• **Data**:
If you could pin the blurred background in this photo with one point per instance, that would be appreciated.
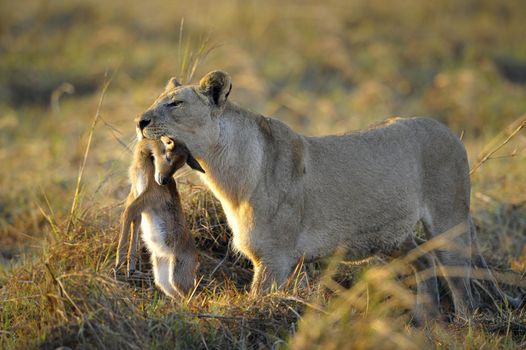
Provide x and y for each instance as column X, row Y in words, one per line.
column 321, row 68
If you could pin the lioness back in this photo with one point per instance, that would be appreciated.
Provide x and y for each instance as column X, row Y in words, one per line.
column 372, row 184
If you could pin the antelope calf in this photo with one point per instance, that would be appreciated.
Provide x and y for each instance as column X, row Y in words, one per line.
column 154, row 205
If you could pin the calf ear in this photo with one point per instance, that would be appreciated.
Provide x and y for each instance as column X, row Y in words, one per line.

• **Your assignment**: Send back every line above exactly, skipping all pictures.

• **Answer box**:
If you could pin the blurred background in this photo with one point per instance, that would be appreciated.
Provide x and y for each instance as column X, row Y in words, one per line.
column 321, row 68
If you could pin the lioness back in this photo with one point per instance, that would be appreciated.
Provide x and y for each instance as column X, row Y in words, one per line.
column 372, row 184
If you could pin the antelope calf in this photo with one point per instance, that would be appreciated.
Provide x and y for each instance as column X, row Y in words, one per line.
column 154, row 205
If you could pin the calf ear in this photo with one point per instance, that would be appreciated.
Provide x and y for each instance as column X, row Y in words, one per line.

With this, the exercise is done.